─── RECORDS PROVIDED
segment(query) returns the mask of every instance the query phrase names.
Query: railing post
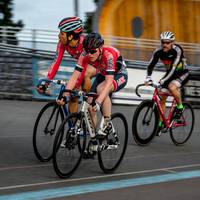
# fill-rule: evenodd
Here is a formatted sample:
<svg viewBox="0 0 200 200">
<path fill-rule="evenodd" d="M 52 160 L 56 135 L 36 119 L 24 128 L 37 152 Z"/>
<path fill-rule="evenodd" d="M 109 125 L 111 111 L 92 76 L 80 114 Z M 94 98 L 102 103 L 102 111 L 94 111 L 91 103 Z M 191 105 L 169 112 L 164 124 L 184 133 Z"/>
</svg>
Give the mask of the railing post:
<svg viewBox="0 0 200 200">
<path fill-rule="evenodd" d="M 6 26 L 2 27 L 2 33 L 3 33 L 2 43 L 7 44 L 7 27 Z"/>
<path fill-rule="evenodd" d="M 32 30 L 32 49 L 33 50 L 36 49 L 36 34 L 37 34 L 37 30 L 33 29 Z"/>
</svg>

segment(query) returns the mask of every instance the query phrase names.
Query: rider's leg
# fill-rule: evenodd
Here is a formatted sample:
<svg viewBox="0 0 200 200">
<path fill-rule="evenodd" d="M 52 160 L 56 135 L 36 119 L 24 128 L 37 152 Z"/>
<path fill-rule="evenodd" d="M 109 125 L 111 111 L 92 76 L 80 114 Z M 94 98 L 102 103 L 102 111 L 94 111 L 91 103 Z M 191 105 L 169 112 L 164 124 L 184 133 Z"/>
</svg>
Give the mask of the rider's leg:
<svg viewBox="0 0 200 200">
<path fill-rule="evenodd" d="M 78 112 L 78 97 L 74 97 L 69 99 L 69 112 L 76 113 Z"/>
<path fill-rule="evenodd" d="M 104 90 L 105 88 L 105 84 L 106 82 L 103 81 L 102 83 L 100 83 L 97 86 L 97 94 L 101 94 L 101 92 Z M 113 85 L 110 86 L 110 92 L 113 91 Z M 110 93 L 109 92 L 109 93 Z M 110 120 L 111 119 L 111 108 L 112 108 L 112 103 L 109 97 L 109 94 L 107 94 L 107 96 L 105 97 L 104 101 L 102 102 L 102 112 L 103 112 L 103 116 L 105 118 L 105 120 Z M 95 111 L 92 111 L 92 109 L 90 109 L 90 114 L 91 114 L 91 118 L 93 121 L 94 126 L 97 126 L 97 115 Z"/>
<path fill-rule="evenodd" d="M 180 87 L 178 87 L 175 83 L 171 82 L 169 84 L 169 91 L 172 93 L 178 105 L 182 104 L 182 98 L 180 93 Z"/>
<path fill-rule="evenodd" d="M 96 68 L 94 68 L 92 65 L 88 65 L 84 74 L 83 84 L 82 88 L 83 91 L 88 93 L 91 88 L 91 78 L 96 75 Z"/>
<path fill-rule="evenodd" d="M 161 105 L 161 108 L 163 110 L 163 113 L 165 113 L 165 110 L 166 110 L 166 100 L 167 100 L 167 96 L 161 96 L 161 100 L 160 100 L 160 105 Z M 162 125 L 162 116 L 161 116 L 161 113 L 159 113 L 159 125 Z"/>
</svg>

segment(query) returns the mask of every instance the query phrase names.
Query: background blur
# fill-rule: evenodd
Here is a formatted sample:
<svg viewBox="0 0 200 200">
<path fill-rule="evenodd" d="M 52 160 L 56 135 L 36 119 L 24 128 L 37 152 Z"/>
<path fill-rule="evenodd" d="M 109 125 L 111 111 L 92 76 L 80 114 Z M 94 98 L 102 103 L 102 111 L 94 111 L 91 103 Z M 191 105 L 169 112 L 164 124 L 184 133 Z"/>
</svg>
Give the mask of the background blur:
<svg viewBox="0 0 200 200">
<path fill-rule="evenodd" d="M 160 33 L 174 32 L 192 71 L 185 95 L 199 101 L 199 0 L 0 0 L 1 98 L 43 98 L 35 85 L 46 76 L 54 58 L 57 24 L 74 15 L 83 19 L 85 33 L 97 31 L 107 45 L 121 51 L 129 77 L 133 76 L 120 94 L 129 102 L 137 100 L 135 86 L 145 78 L 152 51 L 160 45 Z M 56 78 L 69 78 L 74 65 L 66 54 Z M 162 75 L 160 65 L 155 79 Z"/>
</svg>

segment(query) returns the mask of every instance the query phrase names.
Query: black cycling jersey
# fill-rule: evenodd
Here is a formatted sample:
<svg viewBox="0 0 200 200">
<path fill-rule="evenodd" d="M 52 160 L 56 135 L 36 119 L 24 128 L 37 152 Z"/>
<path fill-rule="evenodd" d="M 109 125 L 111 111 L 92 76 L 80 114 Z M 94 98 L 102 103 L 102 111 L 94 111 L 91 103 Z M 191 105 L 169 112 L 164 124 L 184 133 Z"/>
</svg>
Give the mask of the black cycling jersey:
<svg viewBox="0 0 200 200">
<path fill-rule="evenodd" d="M 183 61 L 183 49 L 178 44 L 173 44 L 172 49 L 168 52 L 164 52 L 162 48 L 156 49 L 147 67 L 147 75 L 151 76 L 155 65 L 160 59 L 167 69 L 167 73 L 162 79 L 162 82 L 167 81 L 172 77 L 175 72 L 182 72 L 186 68 L 186 64 Z"/>
</svg>

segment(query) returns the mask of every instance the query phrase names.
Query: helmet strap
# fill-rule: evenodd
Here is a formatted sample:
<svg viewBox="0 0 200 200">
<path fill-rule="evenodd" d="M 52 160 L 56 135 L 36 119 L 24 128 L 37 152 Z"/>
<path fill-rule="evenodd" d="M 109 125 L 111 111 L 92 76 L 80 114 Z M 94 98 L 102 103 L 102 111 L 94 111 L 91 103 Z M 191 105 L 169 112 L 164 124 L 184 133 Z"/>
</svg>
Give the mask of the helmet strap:
<svg viewBox="0 0 200 200">
<path fill-rule="evenodd" d="M 99 56 L 98 56 L 97 60 L 101 60 L 102 49 L 101 48 L 98 48 L 98 49 L 99 49 Z"/>
</svg>

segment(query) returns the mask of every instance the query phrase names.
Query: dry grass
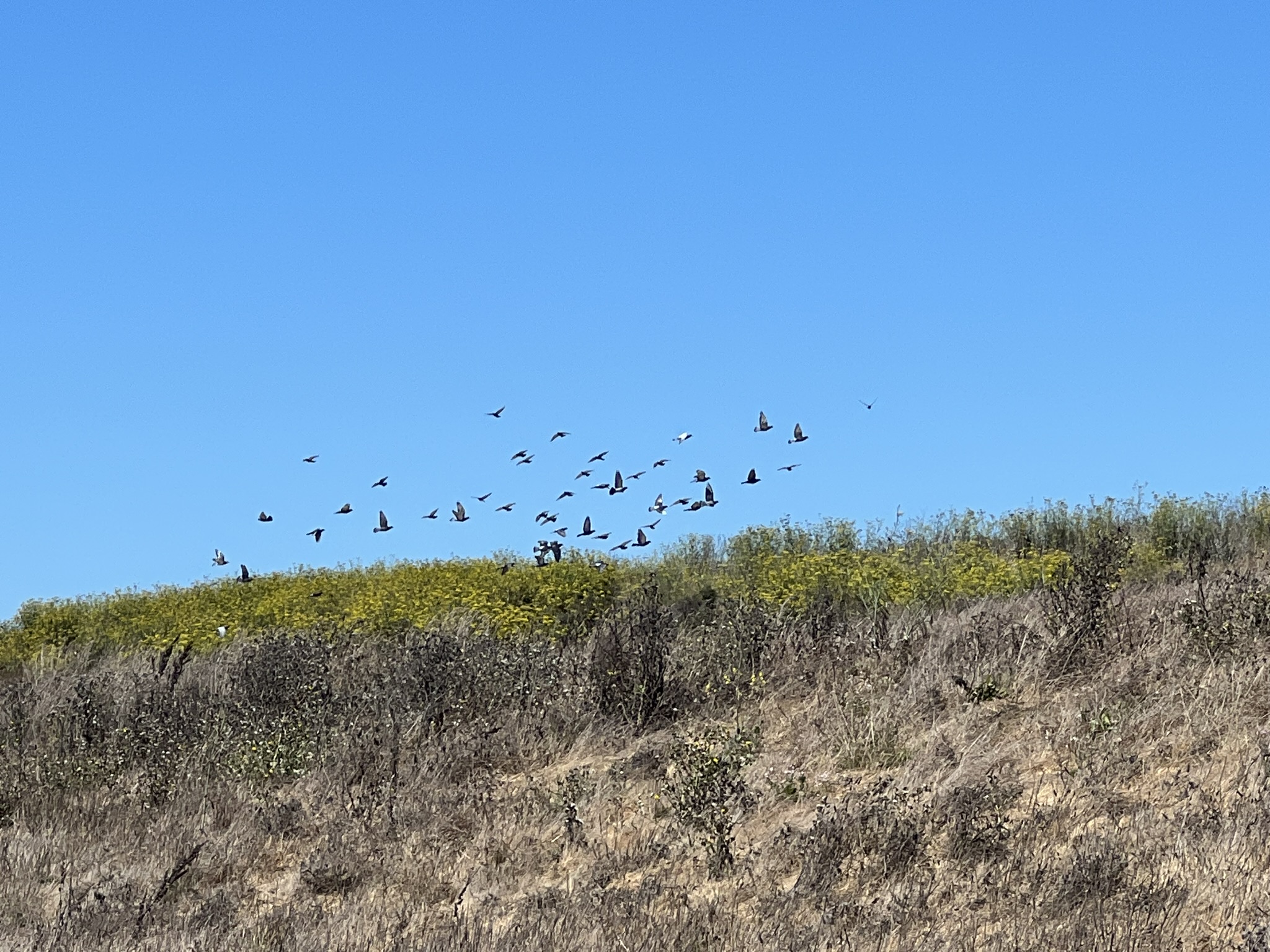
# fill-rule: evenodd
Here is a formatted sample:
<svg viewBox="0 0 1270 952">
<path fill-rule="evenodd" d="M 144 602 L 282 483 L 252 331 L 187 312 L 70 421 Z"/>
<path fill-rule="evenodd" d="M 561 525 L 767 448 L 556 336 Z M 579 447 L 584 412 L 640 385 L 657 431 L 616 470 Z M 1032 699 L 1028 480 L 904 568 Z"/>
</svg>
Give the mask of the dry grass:
<svg viewBox="0 0 1270 952">
<path fill-rule="evenodd" d="M 798 617 L 645 589 L 0 683 L 13 949 L 1247 949 L 1265 576 Z M 682 739 L 761 730 L 711 876 Z"/>
</svg>

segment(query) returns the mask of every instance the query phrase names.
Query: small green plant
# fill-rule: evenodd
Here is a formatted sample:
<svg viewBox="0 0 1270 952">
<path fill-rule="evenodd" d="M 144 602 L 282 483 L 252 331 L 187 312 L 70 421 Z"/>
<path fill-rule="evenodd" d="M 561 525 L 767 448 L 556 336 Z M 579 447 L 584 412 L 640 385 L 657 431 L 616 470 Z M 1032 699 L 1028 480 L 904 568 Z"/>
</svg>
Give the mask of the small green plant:
<svg viewBox="0 0 1270 952">
<path fill-rule="evenodd" d="M 679 823 L 702 835 L 710 878 L 721 878 L 735 862 L 733 829 L 753 802 L 740 774 L 758 744 L 758 727 L 737 726 L 677 736 L 671 745 L 671 806 Z"/>
</svg>

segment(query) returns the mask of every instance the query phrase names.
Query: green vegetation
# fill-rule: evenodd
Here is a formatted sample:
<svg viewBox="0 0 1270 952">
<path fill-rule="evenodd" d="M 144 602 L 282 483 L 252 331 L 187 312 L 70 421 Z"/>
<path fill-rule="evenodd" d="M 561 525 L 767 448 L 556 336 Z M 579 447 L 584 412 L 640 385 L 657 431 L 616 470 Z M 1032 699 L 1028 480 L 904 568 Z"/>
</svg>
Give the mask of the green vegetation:
<svg viewBox="0 0 1270 952">
<path fill-rule="evenodd" d="M 672 600 L 742 598 L 803 613 L 819 602 L 941 607 L 1060 584 L 1072 559 L 1118 534 L 1128 578 L 1198 578 L 1212 561 L 1233 564 L 1270 545 L 1270 494 L 1052 504 L 992 518 L 945 515 L 864 532 L 846 522 L 745 529 L 726 541 L 688 536 L 648 560 L 592 567 L 573 551 L 546 569 L 493 560 L 399 562 L 276 572 L 240 584 L 218 580 L 110 595 L 28 602 L 0 625 L 0 666 L 67 645 L 204 650 L 268 631 L 382 635 L 462 616 L 498 636 L 569 637 L 655 572 Z M 318 594 L 320 593 L 320 594 Z"/>
</svg>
──────
• **YOUR GOAL**
Which lines in the entries contain the word "green"? Show each of those lines in full, matching case exactly.

• **EXERCISE SOLUTION**
Query: small green plant
Give the mask of the small green plant:
Query: green vegetation
Give the mask of the green vegetation:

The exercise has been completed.